PAGE EXTRACT:
The green and light green represent aromanticism and the aro-spectrum; The white stripe represents friendship/platonic and aesthetic attraction/queerplatonic relationships/family, the importance and validity of all non-romantic relationships and feelings and non-romantic forms of love etc.; the black and grey stripes represent  the sexuality spectrum - acknowledging aro-aces, aromantic allosexuals, and everything in between..

Asexuality 

The asexual pride flag consists of four horizontal stripes: black, gray, white, and purple from top to bottom. The flag was created by an Asexual Visibility and Education Network user standup in August 2010, as part of a community effort to create and choose a flag. The black stripe represents asexuality; the gray stripe represents gray-asexuals and demisexuals; the white stripe represents allies; and the purple stripe represents community.

Bear culture

Bear is an affectionate gay slang term for those in the bear communities, a subculture in the gay community and an emerging subset of the LGBT community with its own events, codes, and a culture-specific identity. Bears tend to have hairy bodies and facial hair; some are heavy-set; some project an image of working-class masculinity in their grooming and appearance, though none of these are requirements or unique indicators. The bear concept can function as an identity, an affiliation, and an ideal to live up to. There is ongoing debate in bear communities about what constitutes a bear. Some state that self-identifying as a bear is the only requirement, while others argue that bears must have certain physical characteristics, such as a hairy chest and face, a large body, or a certain mode of dress and behavior.

Bears are almost always gay or bisexual men; transgender men attracted to other men are increasingly included within bear communities. The bear community has spread all over the world, with bear clubs in many countries. Bear clubs often serve as social and sexual networks for older, hairier, sometimes heavier gay and bisexual men, and members often contribute to their local gay communities through fundraising and other functions. Bear events are common in heavily gay communities.

The International Bear Brotherhood Flag was designed in 1995 by Craig Byrnes.

Bisexuality

Introduced on December 5, 1998, the bisexual pride flag was designed by activist Michael Page to represent and increase the visibility of bisexual people in the LGBT community and society as a whole. Page chose a combination of Pantone Matching System (PMS) colors magenta (pink), lavender (purple), and royal (blue). The finished rectangular flag consists of a broad pink stripe at the top, a broad stripe in blue at the bottom, and a narrow purple stripe in the center.

PROVIDED INFORMATION:
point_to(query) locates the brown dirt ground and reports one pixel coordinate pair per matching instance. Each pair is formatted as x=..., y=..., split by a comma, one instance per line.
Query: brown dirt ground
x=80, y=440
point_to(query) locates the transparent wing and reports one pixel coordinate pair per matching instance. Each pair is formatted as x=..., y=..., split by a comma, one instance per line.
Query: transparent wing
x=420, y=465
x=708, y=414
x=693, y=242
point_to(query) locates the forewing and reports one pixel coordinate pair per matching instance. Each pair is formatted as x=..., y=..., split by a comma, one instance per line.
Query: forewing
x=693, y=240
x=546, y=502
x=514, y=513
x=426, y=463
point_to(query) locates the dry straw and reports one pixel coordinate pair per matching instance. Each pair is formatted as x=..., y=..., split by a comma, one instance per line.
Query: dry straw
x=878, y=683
==
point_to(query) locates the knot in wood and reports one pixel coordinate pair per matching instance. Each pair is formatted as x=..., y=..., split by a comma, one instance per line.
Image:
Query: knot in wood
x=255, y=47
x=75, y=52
...
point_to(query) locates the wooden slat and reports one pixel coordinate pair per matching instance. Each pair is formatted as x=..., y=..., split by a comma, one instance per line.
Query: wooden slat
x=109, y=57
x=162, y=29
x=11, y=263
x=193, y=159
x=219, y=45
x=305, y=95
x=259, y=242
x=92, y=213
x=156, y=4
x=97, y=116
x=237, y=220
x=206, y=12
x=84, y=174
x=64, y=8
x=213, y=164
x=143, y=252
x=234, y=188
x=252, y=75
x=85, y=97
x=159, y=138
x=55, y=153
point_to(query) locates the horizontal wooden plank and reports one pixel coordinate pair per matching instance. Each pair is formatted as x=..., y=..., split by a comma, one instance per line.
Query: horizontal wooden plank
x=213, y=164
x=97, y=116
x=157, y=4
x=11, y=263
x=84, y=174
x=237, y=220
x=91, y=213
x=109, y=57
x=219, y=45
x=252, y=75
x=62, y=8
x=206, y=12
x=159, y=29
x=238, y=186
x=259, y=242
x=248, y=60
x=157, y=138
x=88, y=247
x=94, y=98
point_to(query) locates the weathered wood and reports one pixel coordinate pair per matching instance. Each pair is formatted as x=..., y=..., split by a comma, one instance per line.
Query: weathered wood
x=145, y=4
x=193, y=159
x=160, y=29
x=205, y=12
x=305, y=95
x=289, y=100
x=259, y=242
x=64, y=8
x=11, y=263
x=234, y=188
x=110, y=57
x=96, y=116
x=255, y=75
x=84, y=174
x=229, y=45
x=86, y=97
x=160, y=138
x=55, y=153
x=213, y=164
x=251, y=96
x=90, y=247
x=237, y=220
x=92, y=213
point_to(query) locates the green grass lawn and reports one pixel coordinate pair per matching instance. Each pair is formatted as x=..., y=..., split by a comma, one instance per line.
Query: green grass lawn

DIRECTIONS FOR THIS TASK:
According to the page extract on pride flags, why did Michael Page design the bisexual pride flag? Answer in one to three sentences.

RESULT OF THIS EXERCISE:
Michael Page designed the bisexual pride flag to represent bisexual people and to increase their visibility, both within the LGBT community and in society as a whole.